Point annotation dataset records
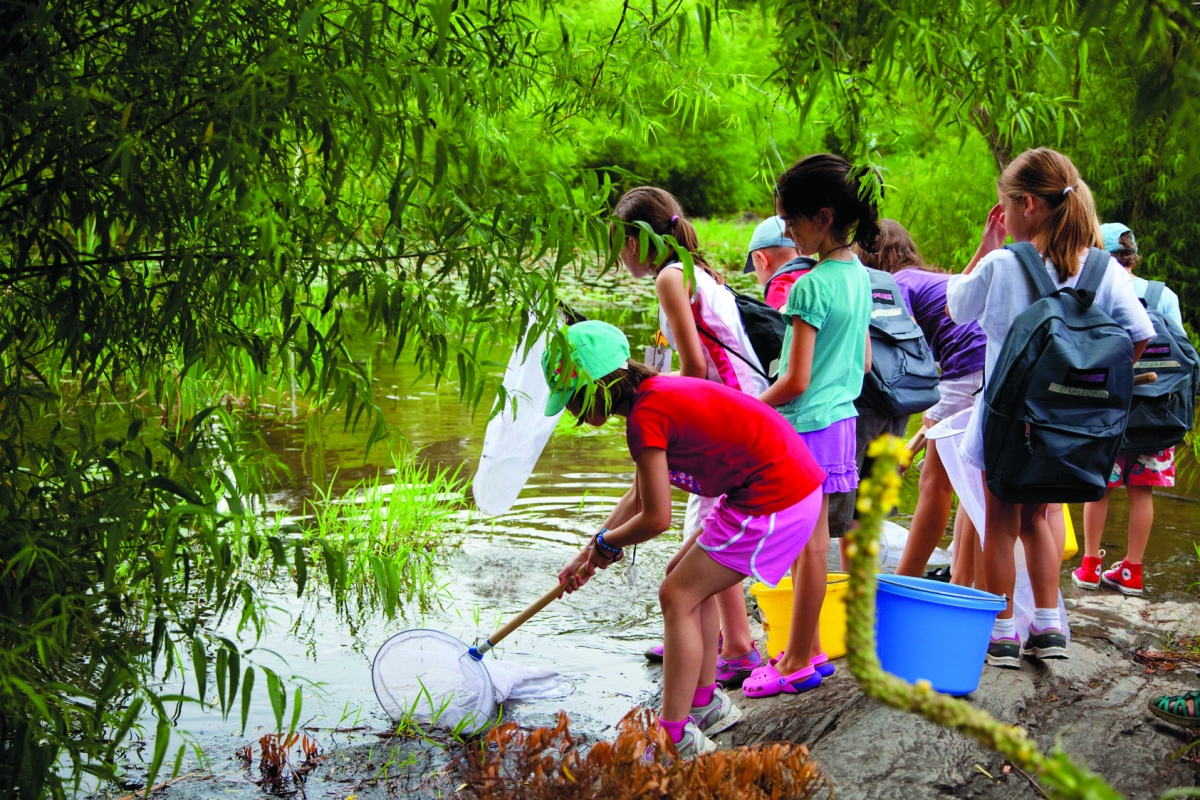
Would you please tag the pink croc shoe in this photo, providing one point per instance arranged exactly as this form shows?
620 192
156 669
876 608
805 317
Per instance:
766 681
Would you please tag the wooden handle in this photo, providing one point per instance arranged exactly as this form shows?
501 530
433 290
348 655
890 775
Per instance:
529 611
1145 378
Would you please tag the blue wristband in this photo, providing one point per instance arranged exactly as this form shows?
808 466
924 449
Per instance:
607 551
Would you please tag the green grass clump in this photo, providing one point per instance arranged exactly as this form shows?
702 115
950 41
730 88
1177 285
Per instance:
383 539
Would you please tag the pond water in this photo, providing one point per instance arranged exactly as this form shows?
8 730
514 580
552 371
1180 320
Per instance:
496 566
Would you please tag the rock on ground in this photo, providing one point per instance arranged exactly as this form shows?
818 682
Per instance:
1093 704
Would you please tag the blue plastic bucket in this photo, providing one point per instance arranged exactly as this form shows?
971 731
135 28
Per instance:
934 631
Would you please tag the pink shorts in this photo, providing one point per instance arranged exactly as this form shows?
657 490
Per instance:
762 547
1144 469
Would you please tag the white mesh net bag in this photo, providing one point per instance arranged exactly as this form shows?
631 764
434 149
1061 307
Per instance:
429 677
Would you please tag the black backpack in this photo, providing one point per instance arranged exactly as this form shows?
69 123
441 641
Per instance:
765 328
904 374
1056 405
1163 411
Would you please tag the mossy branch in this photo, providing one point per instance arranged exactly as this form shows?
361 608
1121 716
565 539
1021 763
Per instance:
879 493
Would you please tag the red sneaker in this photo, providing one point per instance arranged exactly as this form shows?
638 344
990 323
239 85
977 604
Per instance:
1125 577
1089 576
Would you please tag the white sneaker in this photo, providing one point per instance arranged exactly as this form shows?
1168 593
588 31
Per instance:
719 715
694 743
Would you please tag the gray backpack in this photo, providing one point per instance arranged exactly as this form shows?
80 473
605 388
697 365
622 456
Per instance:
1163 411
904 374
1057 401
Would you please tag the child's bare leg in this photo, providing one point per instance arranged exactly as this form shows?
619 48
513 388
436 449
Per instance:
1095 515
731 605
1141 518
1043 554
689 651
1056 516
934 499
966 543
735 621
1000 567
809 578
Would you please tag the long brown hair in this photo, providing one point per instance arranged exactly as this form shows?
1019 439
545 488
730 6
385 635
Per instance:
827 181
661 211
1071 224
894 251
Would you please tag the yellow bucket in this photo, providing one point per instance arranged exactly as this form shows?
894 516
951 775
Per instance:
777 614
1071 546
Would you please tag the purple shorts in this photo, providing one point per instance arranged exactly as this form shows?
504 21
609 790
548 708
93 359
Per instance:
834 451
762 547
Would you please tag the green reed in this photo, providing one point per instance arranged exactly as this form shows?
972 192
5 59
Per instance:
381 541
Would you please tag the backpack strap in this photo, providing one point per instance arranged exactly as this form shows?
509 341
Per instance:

▶ [TASK TO CARRY OUT]: Each entry gets copied exactly; the pictures stay out.

▶ [THE COMPLETED TASK]:
Would you please tag the pink croc shoe in this photo, providing one point per instance arranged exactly as this form shows?
620 192
156 669
876 608
805 317
Per instance:
766 681
Would you please tag the wooden handle in this photo, providing one point per instance arranged exactly as this form shows?
501 530
433 290
348 655
890 775
Per instance:
529 611
1145 378
Would you please tag the blue wristband in this photo, providing one point per instance arranged exactly as this form shows?
808 466
924 449
Per instance:
607 551
Would you please tag the green grass clump in this photo, providing one point per instance arranged exactly as this form shows?
702 115
950 41
730 88
1177 285
Per instance:
383 539
Would you please tag the pond water in this photo, providing one point per instance arranged exactly as this form shows?
8 730
514 580
552 371
1180 320
Per instance:
496 566
Would you please tag the rock on ground in this photo, providing one point per instance arranged exactly as this form shows?
818 682
Per instance:
1093 704
Would you please tag the blue plastic bucket in this photo, providing one point per instance arranged exactly as this form shows?
971 731
135 28
Per instance:
934 631
Would you please tag the pink shorts in this photo, providing one point per instance arranged exactly as this form shows?
657 490
Per instance:
762 547
1144 469
Would you please tag the white mesh net bag in this photo, providing one point per instance arranged exactly as this form shows?
631 764
434 149
1061 307
Per instance:
429 677
Would you please tag the black backpack in this photo, providing one point per instance arranged exactly as this form shows?
69 123
441 641
Per instance:
765 328
904 374
1056 405
1163 411
Would you please tag the mossy branch in this photo, providing one point per instance arranged exactly as this form shows?
361 608
1121 716
565 539
1021 763
Per instance:
879 493
Would you please tag the red sneaker in this photo, providing one point per instance arranged exactly as this form shows?
638 344
990 323
239 85
977 604
Per instance:
1125 577
1089 576
Would you please tag the white sneaker in this photo, providing one point per instance arranged exactly as this form shows?
1168 593
588 31
Per instance:
719 715
694 743
Would you please tag the gray backpack in this photo, providing one point per instance arranged exactly as this form shows?
80 473
605 388
697 365
622 456
Per instance:
1163 411
904 374
1057 401
Would you please tag the child's bare leg in this photo, providing one point per instance arranged exactly as this form shows?
619 48
513 388
436 449
Per instance:
1095 515
731 605
1141 518
1043 554
689 651
1056 516
934 499
966 543
735 621
1000 567
809 578
Would you please tag the long brown hair in this photo, providing one point per instance arranged exactly as this form shows?
1019 439
545 488
730 6
385 635
Per instance:
827 181
661 211
1071 224
894 251
Would you please tag the yellow bucket in this photo, providing one point per instance arranged exactly as this form shows?
894 516
951 775
Per instance:
777 614
1071 546
Would you please tag the purple shorts in this photo, providing one point per instance arranged exactly as this form shows?
504 21
609 790
548 708
93 359
Per instance:
834 451
762 547
Would you please tag the green reed in this photo, providing one point per instance arranged exactly as this form shows?
972 192
5 59
Per instance:
381 541
Would you please tag the backpack strap in this photo, providing one point per instance arranged exactly as this form shows?
509 341
Per instance:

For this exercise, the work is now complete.